PROBLEM TO SOLVE:
Copy the records word for word. Start at the line that has "the white rock" and keep going through the last line of the records.

DATA SUPPLIED:
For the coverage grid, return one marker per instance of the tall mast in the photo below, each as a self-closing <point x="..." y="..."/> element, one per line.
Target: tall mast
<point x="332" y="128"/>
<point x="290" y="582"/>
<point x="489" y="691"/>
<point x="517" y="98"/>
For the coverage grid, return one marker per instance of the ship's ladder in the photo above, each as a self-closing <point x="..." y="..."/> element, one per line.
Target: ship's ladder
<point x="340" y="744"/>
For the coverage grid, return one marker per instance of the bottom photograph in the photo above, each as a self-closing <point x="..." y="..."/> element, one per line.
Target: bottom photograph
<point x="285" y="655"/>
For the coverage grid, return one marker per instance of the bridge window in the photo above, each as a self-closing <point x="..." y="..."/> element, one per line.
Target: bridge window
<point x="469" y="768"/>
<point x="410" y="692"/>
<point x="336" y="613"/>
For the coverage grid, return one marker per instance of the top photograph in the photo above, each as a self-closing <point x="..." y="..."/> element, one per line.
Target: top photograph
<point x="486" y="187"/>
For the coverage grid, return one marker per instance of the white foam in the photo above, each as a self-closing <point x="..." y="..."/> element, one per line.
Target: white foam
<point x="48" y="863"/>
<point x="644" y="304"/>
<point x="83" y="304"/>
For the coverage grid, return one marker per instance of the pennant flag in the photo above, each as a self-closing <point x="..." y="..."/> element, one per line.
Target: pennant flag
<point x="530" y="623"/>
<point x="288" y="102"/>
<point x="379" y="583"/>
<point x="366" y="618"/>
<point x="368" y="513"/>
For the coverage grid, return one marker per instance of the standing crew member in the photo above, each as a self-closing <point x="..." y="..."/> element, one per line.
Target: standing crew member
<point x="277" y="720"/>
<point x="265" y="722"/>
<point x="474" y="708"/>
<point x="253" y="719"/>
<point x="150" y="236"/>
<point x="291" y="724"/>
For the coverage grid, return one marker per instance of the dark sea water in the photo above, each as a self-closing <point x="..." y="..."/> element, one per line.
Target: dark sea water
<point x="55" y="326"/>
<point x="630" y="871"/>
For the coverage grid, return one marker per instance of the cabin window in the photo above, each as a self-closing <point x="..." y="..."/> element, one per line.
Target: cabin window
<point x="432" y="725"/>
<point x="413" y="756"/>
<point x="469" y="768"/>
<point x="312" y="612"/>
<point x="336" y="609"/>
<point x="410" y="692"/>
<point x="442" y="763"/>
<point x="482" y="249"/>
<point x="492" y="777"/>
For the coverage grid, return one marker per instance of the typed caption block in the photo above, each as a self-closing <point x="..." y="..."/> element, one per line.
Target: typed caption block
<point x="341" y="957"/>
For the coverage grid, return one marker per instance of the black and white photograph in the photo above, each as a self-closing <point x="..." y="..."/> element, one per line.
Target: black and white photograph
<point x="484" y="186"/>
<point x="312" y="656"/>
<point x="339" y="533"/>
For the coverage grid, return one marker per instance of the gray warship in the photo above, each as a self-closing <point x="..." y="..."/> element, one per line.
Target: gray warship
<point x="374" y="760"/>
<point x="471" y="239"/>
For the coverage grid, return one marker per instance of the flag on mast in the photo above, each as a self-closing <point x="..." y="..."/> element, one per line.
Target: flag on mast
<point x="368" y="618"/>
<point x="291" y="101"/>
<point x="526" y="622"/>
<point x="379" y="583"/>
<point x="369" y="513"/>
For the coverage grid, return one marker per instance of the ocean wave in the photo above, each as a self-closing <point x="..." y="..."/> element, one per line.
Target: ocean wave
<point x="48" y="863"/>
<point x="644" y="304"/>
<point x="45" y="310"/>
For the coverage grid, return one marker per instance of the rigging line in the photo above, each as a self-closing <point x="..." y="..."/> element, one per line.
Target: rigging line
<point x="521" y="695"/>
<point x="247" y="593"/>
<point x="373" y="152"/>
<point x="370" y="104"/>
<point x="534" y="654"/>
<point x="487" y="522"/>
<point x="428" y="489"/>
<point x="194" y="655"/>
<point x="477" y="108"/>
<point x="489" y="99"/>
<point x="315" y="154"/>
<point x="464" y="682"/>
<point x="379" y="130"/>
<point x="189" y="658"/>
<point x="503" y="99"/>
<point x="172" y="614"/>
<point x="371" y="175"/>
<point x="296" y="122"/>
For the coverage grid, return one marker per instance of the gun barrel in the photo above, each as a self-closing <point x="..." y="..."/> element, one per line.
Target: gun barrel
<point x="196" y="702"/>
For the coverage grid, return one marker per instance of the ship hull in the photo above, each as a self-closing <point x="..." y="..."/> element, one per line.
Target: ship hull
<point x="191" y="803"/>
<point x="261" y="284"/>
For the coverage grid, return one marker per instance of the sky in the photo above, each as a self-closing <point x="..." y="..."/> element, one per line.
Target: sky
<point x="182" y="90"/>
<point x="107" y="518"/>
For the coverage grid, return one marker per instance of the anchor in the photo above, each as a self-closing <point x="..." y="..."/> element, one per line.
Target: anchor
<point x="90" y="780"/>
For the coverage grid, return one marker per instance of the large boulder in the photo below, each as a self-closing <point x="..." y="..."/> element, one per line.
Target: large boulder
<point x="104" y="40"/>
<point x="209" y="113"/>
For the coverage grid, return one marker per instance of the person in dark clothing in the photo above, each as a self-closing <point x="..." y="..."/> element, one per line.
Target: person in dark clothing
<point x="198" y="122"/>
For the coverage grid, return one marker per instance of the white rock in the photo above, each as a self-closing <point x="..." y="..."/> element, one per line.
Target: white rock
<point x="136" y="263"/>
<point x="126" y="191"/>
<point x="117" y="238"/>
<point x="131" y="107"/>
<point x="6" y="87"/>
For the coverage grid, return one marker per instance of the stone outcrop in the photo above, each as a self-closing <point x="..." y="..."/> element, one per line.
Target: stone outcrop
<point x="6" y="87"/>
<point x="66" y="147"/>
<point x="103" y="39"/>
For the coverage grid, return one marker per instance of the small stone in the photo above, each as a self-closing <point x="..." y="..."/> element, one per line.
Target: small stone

ANSWER TO THIS PROBLEM:
For the coverage grid, return one marker per instance of the white rock in the photo above, each as a self-closing <point x="..." y="..."/> element, one per line.
Target: white rock
<point x="136" y="263"/>
<point x="126" y="191"/>
<point x="117" y="238"/>
<point x="131" y="107"/>
<point x="6" y="87"/>
For the coverage grid, return one marker per instance of the stone outcrop in the photo above, each as a self-closing <point x="..." y="..."/> element, one per line.
Target: stone outcrop
<point x="6" y="87"/>
<point x="66" y="147"/>
<point x="103" y="39"/>
For the coverage grid, return one marker per instance of the small stone in the photo above, each as a self-closing <point x="..." y="..."/> element, one per line.
Target: small stone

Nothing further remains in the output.